++++ EXERCISE MATERIALS
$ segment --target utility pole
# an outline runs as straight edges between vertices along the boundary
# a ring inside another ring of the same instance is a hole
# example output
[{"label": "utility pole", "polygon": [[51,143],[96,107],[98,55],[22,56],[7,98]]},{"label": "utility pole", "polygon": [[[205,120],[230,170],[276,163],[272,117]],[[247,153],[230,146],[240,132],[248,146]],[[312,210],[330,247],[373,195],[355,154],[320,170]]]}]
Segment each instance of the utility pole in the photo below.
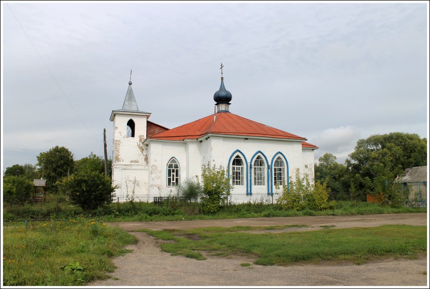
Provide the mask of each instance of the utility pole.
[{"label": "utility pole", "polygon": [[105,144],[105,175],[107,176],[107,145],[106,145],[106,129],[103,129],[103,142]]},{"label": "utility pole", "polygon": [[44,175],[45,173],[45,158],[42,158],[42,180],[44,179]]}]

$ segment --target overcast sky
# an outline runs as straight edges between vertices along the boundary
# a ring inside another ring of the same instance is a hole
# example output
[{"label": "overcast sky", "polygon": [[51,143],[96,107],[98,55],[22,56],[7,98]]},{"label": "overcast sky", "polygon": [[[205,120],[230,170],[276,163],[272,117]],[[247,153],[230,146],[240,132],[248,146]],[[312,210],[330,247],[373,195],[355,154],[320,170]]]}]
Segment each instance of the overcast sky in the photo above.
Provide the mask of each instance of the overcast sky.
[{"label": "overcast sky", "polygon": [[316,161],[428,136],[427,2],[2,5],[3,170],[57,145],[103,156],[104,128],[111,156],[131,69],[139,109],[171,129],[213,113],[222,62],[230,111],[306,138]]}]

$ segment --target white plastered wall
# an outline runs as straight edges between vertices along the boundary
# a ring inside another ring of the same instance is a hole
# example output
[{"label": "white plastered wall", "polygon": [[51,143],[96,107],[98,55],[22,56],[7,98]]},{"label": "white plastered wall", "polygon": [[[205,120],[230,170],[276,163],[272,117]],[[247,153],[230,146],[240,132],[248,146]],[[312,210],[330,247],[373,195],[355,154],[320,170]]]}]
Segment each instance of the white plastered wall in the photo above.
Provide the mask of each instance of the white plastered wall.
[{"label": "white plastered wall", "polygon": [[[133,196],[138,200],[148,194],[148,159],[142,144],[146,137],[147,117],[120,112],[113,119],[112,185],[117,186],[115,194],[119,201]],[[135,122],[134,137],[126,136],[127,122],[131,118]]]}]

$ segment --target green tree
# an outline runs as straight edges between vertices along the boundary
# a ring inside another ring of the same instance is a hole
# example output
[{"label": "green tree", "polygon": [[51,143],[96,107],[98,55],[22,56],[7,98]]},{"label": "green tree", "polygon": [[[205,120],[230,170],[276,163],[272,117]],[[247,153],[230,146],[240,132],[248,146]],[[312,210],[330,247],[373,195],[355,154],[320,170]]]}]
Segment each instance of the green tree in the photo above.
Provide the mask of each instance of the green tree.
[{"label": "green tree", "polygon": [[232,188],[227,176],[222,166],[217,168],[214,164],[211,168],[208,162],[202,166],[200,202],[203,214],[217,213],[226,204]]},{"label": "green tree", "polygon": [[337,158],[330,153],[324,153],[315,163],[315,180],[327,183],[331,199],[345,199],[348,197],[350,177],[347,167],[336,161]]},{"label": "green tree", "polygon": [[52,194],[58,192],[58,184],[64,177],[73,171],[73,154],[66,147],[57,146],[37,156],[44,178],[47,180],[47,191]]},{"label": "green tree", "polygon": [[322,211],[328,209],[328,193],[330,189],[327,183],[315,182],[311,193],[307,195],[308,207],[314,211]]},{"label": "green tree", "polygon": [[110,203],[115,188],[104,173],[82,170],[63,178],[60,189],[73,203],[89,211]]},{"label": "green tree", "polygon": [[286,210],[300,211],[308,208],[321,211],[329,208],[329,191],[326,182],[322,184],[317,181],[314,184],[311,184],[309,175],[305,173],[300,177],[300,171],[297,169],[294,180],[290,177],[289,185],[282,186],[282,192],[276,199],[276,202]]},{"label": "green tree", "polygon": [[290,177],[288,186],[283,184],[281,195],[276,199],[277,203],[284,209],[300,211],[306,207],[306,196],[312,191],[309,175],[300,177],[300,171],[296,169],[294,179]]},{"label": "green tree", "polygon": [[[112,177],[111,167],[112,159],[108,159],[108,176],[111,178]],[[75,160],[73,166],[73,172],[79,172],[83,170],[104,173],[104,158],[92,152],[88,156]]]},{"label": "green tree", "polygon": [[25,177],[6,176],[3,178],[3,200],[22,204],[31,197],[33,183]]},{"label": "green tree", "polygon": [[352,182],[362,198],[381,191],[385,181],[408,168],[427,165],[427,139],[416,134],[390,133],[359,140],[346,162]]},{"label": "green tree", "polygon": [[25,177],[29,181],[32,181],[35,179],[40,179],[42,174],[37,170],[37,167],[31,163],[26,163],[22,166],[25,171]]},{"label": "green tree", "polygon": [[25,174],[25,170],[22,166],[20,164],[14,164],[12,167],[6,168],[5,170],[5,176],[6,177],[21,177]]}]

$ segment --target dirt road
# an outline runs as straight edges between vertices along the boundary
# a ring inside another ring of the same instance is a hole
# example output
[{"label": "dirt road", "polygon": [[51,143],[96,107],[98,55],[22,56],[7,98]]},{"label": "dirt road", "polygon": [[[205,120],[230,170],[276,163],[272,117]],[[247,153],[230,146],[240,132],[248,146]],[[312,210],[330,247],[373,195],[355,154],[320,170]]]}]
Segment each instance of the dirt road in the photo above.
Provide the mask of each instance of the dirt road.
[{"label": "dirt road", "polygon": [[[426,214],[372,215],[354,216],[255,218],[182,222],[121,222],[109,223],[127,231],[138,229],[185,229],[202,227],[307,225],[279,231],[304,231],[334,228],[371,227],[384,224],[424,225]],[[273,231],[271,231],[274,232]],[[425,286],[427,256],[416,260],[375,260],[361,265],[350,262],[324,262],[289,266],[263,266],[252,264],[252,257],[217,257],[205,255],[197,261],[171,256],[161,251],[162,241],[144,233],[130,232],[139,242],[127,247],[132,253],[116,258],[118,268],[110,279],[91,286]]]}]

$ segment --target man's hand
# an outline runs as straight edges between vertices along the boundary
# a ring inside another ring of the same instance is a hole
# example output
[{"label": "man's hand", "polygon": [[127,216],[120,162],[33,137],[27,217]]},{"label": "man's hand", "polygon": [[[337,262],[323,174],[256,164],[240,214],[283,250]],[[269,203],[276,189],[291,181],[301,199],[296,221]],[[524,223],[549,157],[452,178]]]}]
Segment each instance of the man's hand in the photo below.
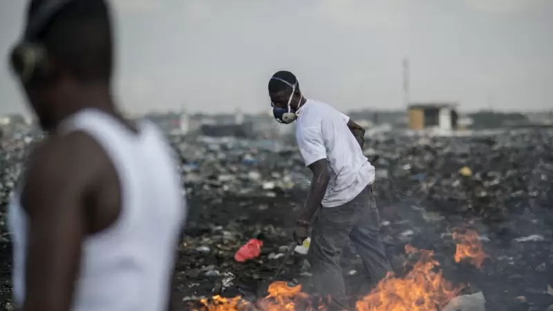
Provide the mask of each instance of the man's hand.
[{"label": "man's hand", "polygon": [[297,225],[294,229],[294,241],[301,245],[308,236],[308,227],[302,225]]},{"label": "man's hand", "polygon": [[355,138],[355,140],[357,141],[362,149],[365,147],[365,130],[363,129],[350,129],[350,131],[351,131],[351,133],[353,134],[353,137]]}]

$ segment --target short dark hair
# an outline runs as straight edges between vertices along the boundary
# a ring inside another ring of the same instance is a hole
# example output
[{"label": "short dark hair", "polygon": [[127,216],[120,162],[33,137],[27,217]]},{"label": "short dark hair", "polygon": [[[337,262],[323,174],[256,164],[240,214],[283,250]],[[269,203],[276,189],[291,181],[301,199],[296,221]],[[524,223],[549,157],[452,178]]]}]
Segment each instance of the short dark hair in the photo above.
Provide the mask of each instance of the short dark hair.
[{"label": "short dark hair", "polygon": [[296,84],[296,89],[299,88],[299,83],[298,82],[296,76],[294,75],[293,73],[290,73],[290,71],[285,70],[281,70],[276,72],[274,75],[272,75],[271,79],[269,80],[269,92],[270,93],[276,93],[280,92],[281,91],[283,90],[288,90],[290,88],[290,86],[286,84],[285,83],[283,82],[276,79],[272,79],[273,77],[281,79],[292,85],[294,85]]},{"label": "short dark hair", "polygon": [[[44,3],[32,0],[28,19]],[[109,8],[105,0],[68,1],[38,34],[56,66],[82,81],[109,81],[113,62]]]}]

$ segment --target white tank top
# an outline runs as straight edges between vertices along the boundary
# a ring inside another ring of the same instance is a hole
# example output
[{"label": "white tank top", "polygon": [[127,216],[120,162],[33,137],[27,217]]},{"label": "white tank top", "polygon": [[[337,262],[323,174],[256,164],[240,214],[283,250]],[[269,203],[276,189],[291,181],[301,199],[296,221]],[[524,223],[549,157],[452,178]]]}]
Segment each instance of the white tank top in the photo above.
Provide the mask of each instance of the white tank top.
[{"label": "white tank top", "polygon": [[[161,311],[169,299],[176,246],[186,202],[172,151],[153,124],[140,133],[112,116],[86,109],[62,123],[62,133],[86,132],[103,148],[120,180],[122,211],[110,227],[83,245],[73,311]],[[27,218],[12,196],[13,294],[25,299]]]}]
++++++++
* [PROBLEM STATEMENT] Rewrite everything from the line containing "--target white tank top" down to the line containing "Provide the mask of each instance of the white tank" as a numbered list, both of those lines included and any blank lines left out.

* [SOLUTION FOR THIS TASK]
1. $ segment --target white tank top
2. # an outline runs as straight edges between vertices along the boundary
3. # a ring inside another ring of the same instance is a hole
4. # example output
5. [{"label": "white tank top", "polygon": [[127,216],[120,162],[33,137],[27,217]]},{"label": "white tank top", "polygon": [[[337,262],[323,174],[256,164],[240,214],[283,250]],[[269,203],[276,189],[291,181],[301,199],[296,221]],[[524,223],[549,157],[452,178]]]}]
6. Segment each instance of the white tank top in the photo above.
7. Provide the mask of each instance of the white tank top.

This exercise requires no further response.